* [STUDY QUESTIONS]
1/ Answer the following from the article on the Windsor mayor and the blocked border:
(a) Which entrance were the protesters blocking?
(b) Which board does Dilkens chair?
(c) Who is the Windsor Chief of Police?
2/ Pick up the article on the Windsor mayor and the blocked border at its final sentence and continue it in the same style.

* [PAGE EXCERPT]
Windsor mayor says he would have cleared blocked border “within the first couple hours” if he had authority
Windsor Mayor Drew Dilkens says it’s up to the police chief, not him, to direct the law enforcement response. He says he’s “frustrated” with the situation.
Windsor Mayor Drew Dilkens says he would have acted sooner to clear protesters blocking the Ambassador Bridge entrance if he had the authority to do so.
“I would have wanted this ended within the first couple hours of it starting. Unfortunately, I don’t have that authority.” – Windsor Mayor Drew Dilkens
Dilkens tells WDET’s Stephen Henderson on Detroit Today that “there is a bright line in legislation at all three levels of government in Canada that politicians cannot direct police operations”
Listen: Windsor Mayor Drew Dilkens describes the situation on the ground in Windsor and what he and other public officials are doing to address it.
“I would have wanted this ended within the first couple hours of it starting,” Dilkens tells Henderson. “Unfortunately, I don’t have that authority.”
Dilkens chairs the Windsor Police Services Board, but says that does not give him control of policing decisions. “That is the responsibility of the chief,” he notes, referring to Windsor Chief of Police Pamela Mizuno.

* [Data items]
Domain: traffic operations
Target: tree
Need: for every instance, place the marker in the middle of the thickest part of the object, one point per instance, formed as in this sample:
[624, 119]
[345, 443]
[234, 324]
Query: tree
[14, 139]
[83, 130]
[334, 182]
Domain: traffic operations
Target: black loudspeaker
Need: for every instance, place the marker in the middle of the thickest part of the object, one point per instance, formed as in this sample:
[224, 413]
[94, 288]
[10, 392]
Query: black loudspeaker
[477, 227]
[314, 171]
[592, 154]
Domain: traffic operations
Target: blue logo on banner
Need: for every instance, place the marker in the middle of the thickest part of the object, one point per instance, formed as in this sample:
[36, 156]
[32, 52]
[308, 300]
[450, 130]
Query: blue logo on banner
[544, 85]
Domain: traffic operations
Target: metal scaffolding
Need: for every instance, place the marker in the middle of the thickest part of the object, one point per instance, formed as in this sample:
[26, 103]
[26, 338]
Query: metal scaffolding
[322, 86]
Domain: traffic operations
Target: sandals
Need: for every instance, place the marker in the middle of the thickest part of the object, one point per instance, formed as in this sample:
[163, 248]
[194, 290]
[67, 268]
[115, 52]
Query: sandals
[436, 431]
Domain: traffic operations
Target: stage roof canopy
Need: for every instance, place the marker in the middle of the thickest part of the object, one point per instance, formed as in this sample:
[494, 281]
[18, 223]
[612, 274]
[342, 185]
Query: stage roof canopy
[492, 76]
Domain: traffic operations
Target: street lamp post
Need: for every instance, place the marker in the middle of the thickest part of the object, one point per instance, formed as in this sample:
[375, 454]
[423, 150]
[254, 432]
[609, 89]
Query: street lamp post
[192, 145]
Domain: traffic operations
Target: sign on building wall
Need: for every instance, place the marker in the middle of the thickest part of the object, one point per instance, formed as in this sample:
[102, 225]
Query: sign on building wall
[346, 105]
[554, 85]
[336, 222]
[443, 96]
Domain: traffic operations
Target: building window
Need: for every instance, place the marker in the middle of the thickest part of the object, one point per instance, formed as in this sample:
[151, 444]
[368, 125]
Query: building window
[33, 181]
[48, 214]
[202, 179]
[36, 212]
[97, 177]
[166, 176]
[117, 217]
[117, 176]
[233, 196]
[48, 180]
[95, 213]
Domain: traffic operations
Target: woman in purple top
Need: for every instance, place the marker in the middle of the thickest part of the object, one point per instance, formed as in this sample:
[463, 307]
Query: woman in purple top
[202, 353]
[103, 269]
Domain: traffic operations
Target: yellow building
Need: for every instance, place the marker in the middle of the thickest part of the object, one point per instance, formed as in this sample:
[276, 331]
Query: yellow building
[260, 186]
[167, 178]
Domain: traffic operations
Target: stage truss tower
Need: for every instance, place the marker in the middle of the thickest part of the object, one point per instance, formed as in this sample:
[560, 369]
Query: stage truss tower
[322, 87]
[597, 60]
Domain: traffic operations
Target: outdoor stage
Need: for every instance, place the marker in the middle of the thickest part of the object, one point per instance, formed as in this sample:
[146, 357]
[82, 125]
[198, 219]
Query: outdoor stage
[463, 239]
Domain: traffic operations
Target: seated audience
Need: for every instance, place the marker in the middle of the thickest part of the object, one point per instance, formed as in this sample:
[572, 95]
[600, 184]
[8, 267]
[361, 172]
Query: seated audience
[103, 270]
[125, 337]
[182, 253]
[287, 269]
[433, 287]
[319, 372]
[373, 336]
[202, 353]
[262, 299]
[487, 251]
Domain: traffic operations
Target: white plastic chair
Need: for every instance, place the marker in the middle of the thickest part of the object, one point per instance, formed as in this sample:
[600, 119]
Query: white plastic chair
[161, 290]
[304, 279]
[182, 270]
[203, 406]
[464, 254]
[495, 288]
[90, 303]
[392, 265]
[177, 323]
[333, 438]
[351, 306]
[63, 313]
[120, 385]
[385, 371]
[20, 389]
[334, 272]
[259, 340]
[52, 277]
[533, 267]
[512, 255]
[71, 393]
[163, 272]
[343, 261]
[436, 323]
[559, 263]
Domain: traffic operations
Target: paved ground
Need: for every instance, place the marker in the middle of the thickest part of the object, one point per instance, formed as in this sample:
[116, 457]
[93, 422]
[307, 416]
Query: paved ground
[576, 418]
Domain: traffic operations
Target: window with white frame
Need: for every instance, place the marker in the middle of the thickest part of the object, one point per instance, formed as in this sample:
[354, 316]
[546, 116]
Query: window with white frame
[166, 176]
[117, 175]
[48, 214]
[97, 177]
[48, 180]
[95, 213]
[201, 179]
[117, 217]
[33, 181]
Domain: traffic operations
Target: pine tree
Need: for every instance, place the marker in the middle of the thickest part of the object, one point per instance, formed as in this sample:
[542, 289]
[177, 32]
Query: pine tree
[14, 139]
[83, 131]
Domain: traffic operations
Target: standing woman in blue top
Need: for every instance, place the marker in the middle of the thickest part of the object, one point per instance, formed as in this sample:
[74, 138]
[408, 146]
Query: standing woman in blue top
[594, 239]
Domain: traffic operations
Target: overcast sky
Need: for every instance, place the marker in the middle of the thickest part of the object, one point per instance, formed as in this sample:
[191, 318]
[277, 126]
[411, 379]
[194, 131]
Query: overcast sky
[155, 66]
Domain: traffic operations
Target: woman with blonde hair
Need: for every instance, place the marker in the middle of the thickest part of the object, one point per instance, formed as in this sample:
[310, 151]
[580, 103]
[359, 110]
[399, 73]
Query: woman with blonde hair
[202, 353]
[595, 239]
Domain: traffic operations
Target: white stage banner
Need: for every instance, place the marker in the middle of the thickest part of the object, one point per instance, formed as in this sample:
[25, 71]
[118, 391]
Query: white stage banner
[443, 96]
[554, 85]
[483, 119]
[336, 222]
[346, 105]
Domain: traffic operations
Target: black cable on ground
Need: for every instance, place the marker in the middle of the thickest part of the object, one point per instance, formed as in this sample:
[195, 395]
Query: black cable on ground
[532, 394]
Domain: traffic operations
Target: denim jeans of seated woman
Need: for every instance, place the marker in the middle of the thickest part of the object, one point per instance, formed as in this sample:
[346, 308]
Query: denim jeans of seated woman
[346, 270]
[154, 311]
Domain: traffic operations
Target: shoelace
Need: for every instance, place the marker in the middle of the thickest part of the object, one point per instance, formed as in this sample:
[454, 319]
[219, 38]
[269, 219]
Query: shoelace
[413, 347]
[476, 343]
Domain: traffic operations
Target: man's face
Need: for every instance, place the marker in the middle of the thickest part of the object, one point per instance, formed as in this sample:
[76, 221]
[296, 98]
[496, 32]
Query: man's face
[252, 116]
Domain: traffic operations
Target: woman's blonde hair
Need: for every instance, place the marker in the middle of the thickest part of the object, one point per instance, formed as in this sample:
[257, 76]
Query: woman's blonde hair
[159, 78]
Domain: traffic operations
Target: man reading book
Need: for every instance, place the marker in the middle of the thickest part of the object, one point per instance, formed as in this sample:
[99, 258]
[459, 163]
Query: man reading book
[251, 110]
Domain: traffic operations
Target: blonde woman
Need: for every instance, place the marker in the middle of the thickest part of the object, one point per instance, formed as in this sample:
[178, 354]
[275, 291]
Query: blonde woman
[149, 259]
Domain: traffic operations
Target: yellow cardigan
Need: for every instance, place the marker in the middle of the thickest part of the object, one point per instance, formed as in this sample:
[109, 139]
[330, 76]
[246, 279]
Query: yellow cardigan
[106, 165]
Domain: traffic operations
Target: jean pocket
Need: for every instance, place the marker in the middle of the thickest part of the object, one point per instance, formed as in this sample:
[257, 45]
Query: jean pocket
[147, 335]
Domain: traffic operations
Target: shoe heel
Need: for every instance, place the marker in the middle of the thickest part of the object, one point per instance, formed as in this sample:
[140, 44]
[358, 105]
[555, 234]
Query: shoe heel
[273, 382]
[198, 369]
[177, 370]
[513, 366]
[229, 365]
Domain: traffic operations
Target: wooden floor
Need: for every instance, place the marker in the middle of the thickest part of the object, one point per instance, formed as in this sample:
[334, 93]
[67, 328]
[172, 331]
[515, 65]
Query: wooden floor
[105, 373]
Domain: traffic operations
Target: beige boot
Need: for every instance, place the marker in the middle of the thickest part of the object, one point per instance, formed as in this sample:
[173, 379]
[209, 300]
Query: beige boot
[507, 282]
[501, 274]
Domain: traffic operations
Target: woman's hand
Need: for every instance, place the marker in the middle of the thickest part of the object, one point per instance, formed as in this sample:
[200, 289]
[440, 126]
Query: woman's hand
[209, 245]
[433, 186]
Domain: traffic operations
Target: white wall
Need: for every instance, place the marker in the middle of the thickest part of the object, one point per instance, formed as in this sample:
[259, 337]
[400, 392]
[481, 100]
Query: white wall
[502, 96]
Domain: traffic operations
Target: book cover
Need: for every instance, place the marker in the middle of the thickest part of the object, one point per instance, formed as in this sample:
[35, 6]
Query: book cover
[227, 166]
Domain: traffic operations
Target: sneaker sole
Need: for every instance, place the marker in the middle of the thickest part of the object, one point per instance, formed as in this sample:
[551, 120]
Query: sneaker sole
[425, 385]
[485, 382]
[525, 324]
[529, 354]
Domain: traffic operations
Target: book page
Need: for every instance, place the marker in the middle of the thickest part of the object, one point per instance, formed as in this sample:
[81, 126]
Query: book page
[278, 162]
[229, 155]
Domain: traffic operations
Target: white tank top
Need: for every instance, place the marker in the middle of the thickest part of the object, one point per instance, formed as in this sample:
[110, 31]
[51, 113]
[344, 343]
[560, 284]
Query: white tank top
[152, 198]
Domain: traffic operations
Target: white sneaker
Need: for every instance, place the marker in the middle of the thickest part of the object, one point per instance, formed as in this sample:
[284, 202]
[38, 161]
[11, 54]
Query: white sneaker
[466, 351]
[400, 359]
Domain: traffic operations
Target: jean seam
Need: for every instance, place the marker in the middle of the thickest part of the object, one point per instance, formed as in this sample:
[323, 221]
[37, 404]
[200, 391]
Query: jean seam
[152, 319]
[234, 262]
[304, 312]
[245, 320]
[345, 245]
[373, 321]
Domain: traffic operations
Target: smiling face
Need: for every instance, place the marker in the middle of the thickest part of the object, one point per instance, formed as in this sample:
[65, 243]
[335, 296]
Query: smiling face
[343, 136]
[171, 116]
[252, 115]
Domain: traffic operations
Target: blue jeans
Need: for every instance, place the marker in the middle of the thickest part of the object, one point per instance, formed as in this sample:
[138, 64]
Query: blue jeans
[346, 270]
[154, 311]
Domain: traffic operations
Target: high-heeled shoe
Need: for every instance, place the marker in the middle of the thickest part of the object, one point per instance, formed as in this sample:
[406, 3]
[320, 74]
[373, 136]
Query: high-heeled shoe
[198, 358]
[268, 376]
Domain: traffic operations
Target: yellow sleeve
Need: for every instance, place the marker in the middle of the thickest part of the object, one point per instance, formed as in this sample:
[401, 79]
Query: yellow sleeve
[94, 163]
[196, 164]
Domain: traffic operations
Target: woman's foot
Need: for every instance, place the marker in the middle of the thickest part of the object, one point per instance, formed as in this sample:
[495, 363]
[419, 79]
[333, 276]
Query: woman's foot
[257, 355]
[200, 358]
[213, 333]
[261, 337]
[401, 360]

* [RESULTS OF THE TASKS]
1/
(a) The Ambassador Bridge entrance.
(b) The Windsor Police Services Board.
(c) Pamela Mizuno.

2/
“It’s not a criticism of the chief,” Dilkens says. “I would just, you know, I see what’s going on here. And I see very clearly that there’s no resolution that is going to make all of these protesters happy.”
The Windsor mayor calls the protesters “a fringe group of outliers.”
“They are not part of the majority of Canadians, who have done their part” to help slow the spread of COVID-19 during the pandemic.
“You have people who are just angry with government in general, who are now gathering and willing to fight and to protest. And half of them aren’t even really sure why they’re there.” – Windsor Mayor Drew Dilkens
The demonstrations and blockades began as a protest against vaccine mandates for truckers re-entering Canada from the United States. But Dilkens says the motivation behind the protests “has morphed greatly since that time.”
“That narrative has been entirely lost now,” he continues. “So there is still a subset of people who are just upset with mask mandates, vaccine mandates, rules and restrictions related to the pandemic. But this has morphed into a whole other type of event.
“And I would say it’s analogous to what you would see when the G7 or the G20 meet, where you have people who are just angry with government in general, who are now gathering and willing to fight and to protest. And half of them aren’t even really sure why they’re there.”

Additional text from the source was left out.